Extrait:
========

Certaines collections tournaient autour de savoir-faire ou de métiers particuliers : outils, couteaux, objets relatifs à la boulangerie, au cirque, à la   prestidigitation, etc. D’autres – timbres de table, instruments de musique, poids d’Asie, balances de changeurs, lunettes et lorgnettes, briquets à silex – sentaient davantage la salle de ventes ou la boutique de l’antiquaire. On se trouvait alors sur les terres de Maurice Rheims[3]. Avec les cailloux de Roger Caillois, on lorgnait vers les anciens cabinets de curiosités[4].

Quant aux collections de jeux d’aluette, de construction, de toupies, de fèves des rois, de cloches et sonnailles, de canivets, de découpis, de bois d’Épinal, d’ex-voto, d’assiettes de Creil ou de plaques de comices agricoles, si elles n’étaient déjà au musée des Arts et Traditions populaires qui avait ouvert deux ans auparavant, au Bois de Boulogne, du moins auraient-elles pu y figurer. Venaient s’ajouter les marrons et les noix de coco sculptés avec quoi l’on se rapprochait de l’art brut. Mathey, du reste, avait accueilli dès 1967 la collection de Dubuffet au musée des Arts décoratifs[5].

Les collections de bustes 1900, de bouchons de radiateurs, de tirelires américaines, de bustes de Mickey ou de robots relevaient, elles, de la « vintagisation » des objets et des icônes de la société de consommation que les tenants du Pop Art avaient promus dans leurs œuvres.

Les vieux papiers, enfin, – passeports et congés, papier-monnaie, étiquettes de vins et de fromages, faire-part, tableaux-réclame, calendriers, emballages de papier-toilette, tickets de bus et de métro, chromos, dossier sur l’affaire Dreyfus, images de la guerre de 14-18, tracts aériens – étaient largement représentés. On touchait là à l’un des genres les plus anciens de la collection non orthodoxe.

Dans l’exposition de François Mathey, c’est à Françoise et Guy Selz que revenait la palme de la plus importante sélection en matière d’art populaire : 300 objets choisis parmi quelque 30 000 numéros accumulés : chromolithographies découpées à l’emporte-pièce, albums d’images, papiers dentelle, imagerie populaire, journaux anciens, chansons illustrées, canivets, fixés sous verre, reliquaires, peintures naïves, ex-voto en bois, en tissu, en plâtre, en verre ou en papier, « principalement des choses particulièrement périssables[6] ».

========

Données extraites:
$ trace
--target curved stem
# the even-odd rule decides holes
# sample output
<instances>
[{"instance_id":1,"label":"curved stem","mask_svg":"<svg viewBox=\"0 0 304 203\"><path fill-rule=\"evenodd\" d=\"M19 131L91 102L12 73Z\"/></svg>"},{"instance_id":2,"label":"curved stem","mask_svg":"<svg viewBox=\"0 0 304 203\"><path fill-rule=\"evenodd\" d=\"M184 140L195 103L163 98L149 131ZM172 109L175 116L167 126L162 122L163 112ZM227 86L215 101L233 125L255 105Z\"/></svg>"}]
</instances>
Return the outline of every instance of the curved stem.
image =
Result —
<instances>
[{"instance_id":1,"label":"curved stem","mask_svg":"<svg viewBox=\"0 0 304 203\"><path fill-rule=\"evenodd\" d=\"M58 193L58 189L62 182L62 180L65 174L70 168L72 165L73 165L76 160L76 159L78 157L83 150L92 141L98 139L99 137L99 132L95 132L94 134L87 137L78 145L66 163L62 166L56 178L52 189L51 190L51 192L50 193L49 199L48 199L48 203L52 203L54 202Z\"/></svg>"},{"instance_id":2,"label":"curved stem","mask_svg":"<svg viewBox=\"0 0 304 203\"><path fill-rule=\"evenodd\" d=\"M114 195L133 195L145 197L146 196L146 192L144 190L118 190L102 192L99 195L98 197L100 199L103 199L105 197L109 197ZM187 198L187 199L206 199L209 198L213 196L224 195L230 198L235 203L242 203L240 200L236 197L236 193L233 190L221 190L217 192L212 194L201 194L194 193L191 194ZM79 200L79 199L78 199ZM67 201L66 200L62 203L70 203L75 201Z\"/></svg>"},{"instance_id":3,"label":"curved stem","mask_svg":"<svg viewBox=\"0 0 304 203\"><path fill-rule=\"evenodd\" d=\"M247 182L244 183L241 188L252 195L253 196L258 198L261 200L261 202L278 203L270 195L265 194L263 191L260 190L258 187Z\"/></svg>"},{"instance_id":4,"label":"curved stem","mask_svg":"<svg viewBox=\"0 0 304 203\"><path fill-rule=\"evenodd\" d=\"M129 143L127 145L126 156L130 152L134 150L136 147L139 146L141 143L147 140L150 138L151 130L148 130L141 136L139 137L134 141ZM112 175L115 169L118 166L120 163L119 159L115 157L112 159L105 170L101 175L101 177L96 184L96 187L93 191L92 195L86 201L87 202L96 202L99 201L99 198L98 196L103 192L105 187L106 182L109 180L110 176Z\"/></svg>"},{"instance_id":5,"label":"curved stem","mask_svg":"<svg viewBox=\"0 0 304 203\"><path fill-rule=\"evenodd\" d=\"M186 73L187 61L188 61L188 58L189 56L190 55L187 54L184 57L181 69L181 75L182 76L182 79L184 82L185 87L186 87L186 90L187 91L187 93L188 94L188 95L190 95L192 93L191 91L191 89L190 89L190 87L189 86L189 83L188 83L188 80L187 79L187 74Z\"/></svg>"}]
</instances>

========

Vos tâches:
1 – Répondez à ces questions d’après l’extrait :
(a) En quelle année Mathey avait-il accueilli la collection de Dubuffet au musée des Arts décoratifs ?
(b) Combien d’objets la sélection de Françoise et Guy Selz comptait-elle dans l’exposition ?
(c) Où le musée des Arts et Traditions populaires avait-il ouvert ?
2 – Traduisez en anglais, s’il vous plaît, cette phrase de l’extrait : « On touchait là à l’un des genres les plus anciens de la collection non orthodoxe. »
3 – Recopiez tout le passage de l’extrait, de « Les collections de » jusqu’à « dans leurs œuvres. », en remplaçant « tirelires » par « boîtes à musique ».
Les lignes n’ont aucun lien avec l’extrait.

Réponses:
1 –
(a) En 1967.
(b) 300 objets.
(c) Au Bois de Boulogne.

2 – Here one touched on one of the oldest genres of unorthodox collecting.

3 –
Les collections de bustes 1900, de bouchons de radiateurs, de boîtes à musique américaines, de bustes de Mickey ou de robots relevaient, elles, de la « vintagisation » des objets et des icônes de la société de consommation que les tenants du Pop Art avaient promus dans leurs œuvres.